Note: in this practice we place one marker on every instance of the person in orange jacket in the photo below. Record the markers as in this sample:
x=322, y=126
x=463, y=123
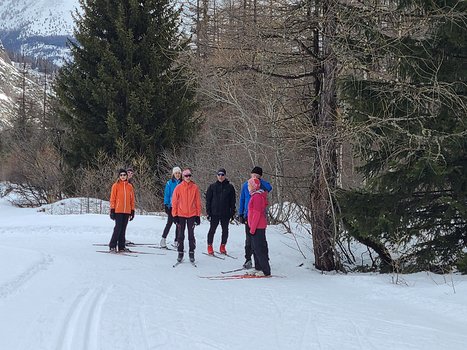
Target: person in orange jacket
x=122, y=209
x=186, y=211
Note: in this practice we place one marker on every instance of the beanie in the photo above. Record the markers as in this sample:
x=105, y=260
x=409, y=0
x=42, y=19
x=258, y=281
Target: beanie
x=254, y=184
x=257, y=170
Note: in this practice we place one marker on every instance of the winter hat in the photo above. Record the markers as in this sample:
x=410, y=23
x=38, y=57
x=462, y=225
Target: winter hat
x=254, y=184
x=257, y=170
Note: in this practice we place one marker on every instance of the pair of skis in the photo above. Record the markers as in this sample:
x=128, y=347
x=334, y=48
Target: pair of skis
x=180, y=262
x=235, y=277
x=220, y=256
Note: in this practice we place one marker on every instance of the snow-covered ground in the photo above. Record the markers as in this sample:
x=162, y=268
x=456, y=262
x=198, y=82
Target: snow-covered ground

============

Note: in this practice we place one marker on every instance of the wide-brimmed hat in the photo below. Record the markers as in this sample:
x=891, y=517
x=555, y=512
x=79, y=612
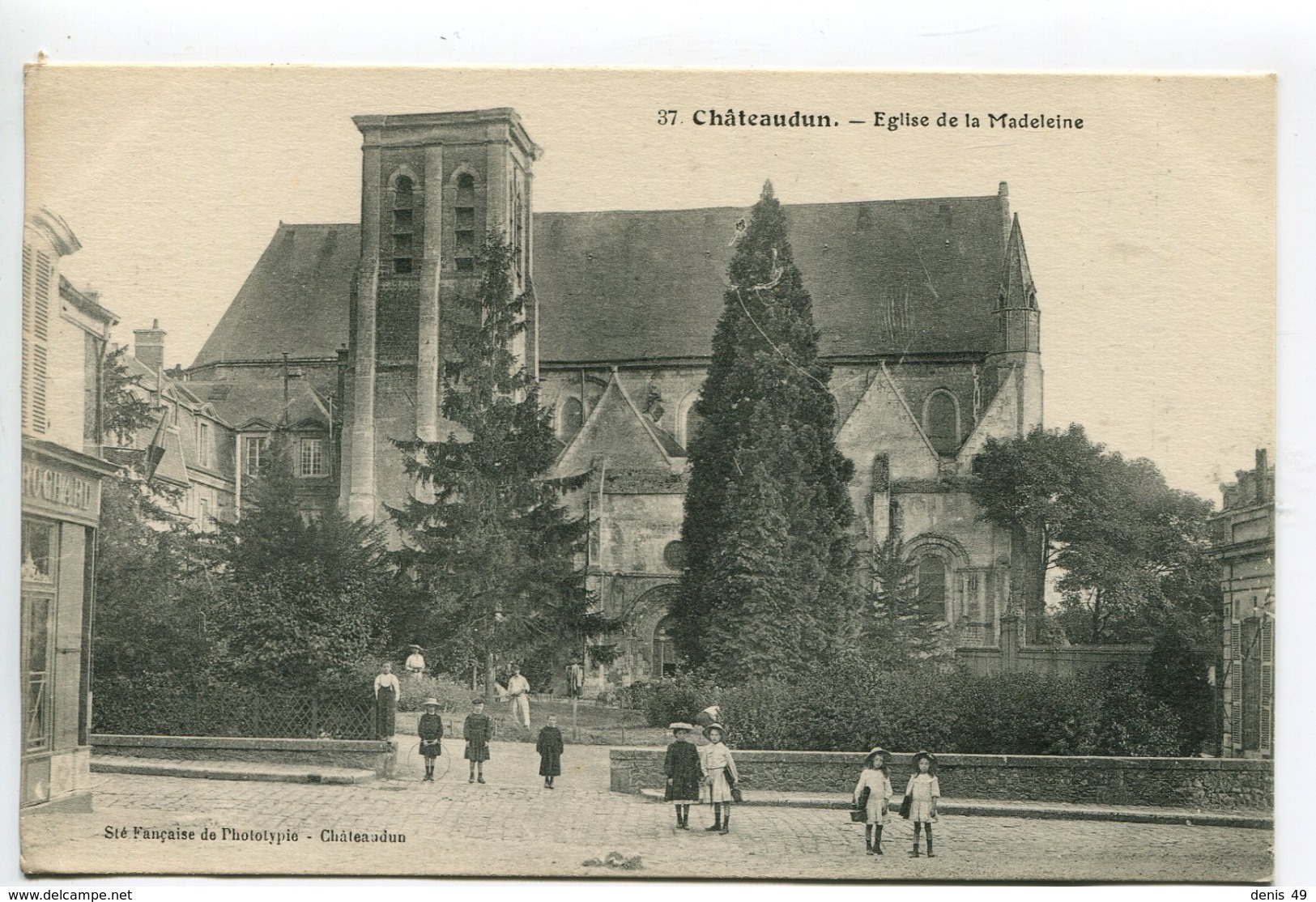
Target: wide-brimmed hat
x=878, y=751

============

Rewrite the material from the line containing "of the wide-brimmed" through the line containing "x=878, y=751", substituting "sun hat" for every occurrence of "wide-brimmed hat" and leaving everything else unchanged. Omit the picture from your answer.

Note: in this practice we place one marker on every instance of the sun hat in the photo below. Record the markers as in this sample:
x=891, y=517
x=555, y=512
x=79, y=612
Target: sun hat
x=878, y=751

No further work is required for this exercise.